◆ What to work on: Update the rows below by replacing "with a single point" with "with one point" wherever it occurs, changing nothing else. Omit the pictures from your answer.

[Rows from a point annotation set]
╔══
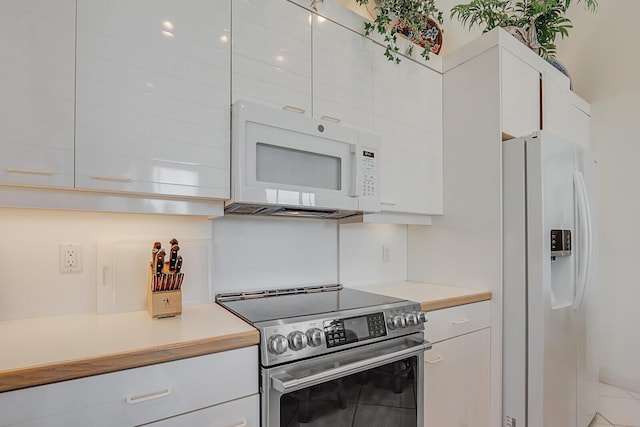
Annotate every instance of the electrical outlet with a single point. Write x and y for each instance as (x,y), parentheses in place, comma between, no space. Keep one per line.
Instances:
(386,253)
(70,258)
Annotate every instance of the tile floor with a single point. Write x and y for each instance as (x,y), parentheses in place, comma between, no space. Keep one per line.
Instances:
(617,407)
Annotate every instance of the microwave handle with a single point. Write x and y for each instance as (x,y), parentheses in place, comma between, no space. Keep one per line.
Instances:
(356,171)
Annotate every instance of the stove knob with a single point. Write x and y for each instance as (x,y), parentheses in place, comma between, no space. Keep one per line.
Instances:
(314,337)
(277,344)
(398,321)
(297,340)
(412,319)
(422,317)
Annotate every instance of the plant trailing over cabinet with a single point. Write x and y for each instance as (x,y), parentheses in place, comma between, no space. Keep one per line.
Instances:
(536,23)
(407,17)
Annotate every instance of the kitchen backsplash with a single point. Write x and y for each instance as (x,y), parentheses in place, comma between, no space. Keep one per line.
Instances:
(245,253)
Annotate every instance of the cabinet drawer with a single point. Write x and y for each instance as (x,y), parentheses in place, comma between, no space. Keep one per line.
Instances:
(244,412)
(455,321)
(136,396)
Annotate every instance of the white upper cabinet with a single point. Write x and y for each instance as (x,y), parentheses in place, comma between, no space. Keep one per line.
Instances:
(407,114)
(271,58)
(152,97)
(520,93)
(37,69)
(565,114)
(342,75)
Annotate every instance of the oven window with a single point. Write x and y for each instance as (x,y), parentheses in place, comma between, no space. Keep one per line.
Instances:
(378,397)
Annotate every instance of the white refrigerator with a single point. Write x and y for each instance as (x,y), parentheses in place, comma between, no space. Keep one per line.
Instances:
(550,367)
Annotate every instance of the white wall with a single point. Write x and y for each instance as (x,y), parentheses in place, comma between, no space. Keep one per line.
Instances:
(602,57)
(247,253)
(361,253)
(260,253)
(31,284)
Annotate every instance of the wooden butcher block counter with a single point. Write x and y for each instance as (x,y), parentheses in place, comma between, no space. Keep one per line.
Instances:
(431,297)
(51,349)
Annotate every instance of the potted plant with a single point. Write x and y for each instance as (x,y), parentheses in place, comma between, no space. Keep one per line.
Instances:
(536,23)
(414,19)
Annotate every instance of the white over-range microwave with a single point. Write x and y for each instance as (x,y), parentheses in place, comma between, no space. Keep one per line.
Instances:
(286,164)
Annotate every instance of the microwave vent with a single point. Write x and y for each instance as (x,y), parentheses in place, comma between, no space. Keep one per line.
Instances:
(246,209)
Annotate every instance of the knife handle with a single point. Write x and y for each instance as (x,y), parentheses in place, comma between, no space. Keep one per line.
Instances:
(173,257)
(160,261)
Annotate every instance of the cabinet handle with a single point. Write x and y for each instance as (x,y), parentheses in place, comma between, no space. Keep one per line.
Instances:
(434,361)
(132,400)
(30,171)
(330,119)
(111,178)
(293,109)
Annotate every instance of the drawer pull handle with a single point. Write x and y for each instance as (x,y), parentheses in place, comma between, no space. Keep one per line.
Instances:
(434,361)
(293,109)
(111,178)
(30,171)
(132,400)
(330,119)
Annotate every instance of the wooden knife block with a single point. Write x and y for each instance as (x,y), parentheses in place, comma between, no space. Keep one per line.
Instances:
(163,303)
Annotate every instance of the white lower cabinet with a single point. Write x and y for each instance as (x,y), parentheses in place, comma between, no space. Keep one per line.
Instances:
╚══
◆ Full solution:
Annotate every instance of the electrical outlet with one point. Write x and y for each instance as (x,y), parentheses in place, comma between, no space. Keep one per line.
Instances:
(386,253)
(70,258)
Annotate every instance of the tile floor with one point. Write x and y for each instance as (x,y), parentheses in place, comma between, no space. Keep one per line.
Instances:
(617,407)
Annotate every instance of the microwave handle with one point. Write x and y for each instance as (x,y), parentheses in place, comma between, no space. Keep one per line.
Instances:
(356,171)
Annotate every instance of the stove knob with one point. Write x and y for each instance as (x,y), parentheses in place, comma between, no space. Keep one per line.
Instances:
(314,337)
(277,344)
(398,321)
(297,340)
(412,319)
(422,317)
Annotate every instance of the plant trailing over cabinet with one point. Write x and y for each instance as (x,y), parentheses in place, comma between, no space. Keep one per line.
Instances:
(536,23)
(407,17)
Annotate every instance of the kitchen backsplash with one point. Write x and y for each instance as (x,y), parentheses in place, comma between, no space. Keep one per line.
Instances:
(245,253)
Annotate every instance of the cabinet drawer with one point. Write x and y for each instance as (x,y), parentheses in place, comma between, no space. Keep one per line.
Instances:
(244,412)
(455,321)
(136,396)
Annotate every instance of the white upper cabinet with one point. Write x and y for each instance as (x,y), parentheses in place, comma between, no space. Keep one per line.
Instances:
(407,114)
(271,58)
(152,97)
(520,93)
(37,69)
(565,114)
(342,75)
Annotate every instance of the oven window with one point. Write x and y for each instance as (x,y), parentheses in place, comma between, no space. Keep one per line.
Instances:
(378,397)
Annotate every instance of the white refrigerator with one point. Write x and y for each instance as (x,y), parentheses in place, comma between, no space. Keep one per line.
Instances:
(550,367)
Annotate every instance of the white wall with one point. Write x and y for each instance as (x,y), parentheses in place, comma between, no space. Keep one per line.
Instances:
(602,57)
(247,253)
(361,253)
(260,253)
(31,284)
Annotate every instance of the wooden butcher block counter with one point. Write x and y for each instance as (x,y), parentheses in place, comma between, no space. Keep one per line.
Instances:
(431,297)
(51,349)
Annotate every instance of the potted plant with one point. Write x and y for each instance as (x,y), parentheses in place, comma between, no space. Keep one per line.
Instances:
(536,23)
(414,19)
Annotate every instance of the white over-range microwave with one point. Write x and y for each instance as (x,y), parentheses in place, comma between, no space. Keep one per line.
Instances:
(286,164)
Annotate every instance of the microwave vent with one point. Write x and y for each instance as (x,y), parentheses in place, comma between, no space. Keep one per line.
Instances:
(246,209)
Annotate every instance of the knife handle with one point. Write x and y for each instance as (x,y), parentheses in place, comma between, no space. Keep one per line.
Instances:
(173,257)
(160,261)
Annotate every instance of the cabinet handle with one point. Write x and y for each instance as (x,y), parentheses in place, comma between, no space. Keep one per line.
Instances:
(434,361)
(132,400)
(30,171)
(330,119)
(111,178)
(293,109)
Annotate every instance of the drawer pull handle with one point. Write x and y for each instance as (x,y), parentheses in place, comma between, no space. Keep one per line.
Instances:
(434,361)
(293,109)
(111,178)
(30,171)
(132,400)
(330,119)
Annotate every instance of the wooden knife block with one point. Write x and y for each instance as (x,y), parentheses in place, comma between, no space. Keep one per line.
Instances:
(163,303)
Annotate every instance of the white lower cabinet with one point. Write x and y for each instance as (x,y), parentheses in place, comma between, no space. Keep one per line.
Instances:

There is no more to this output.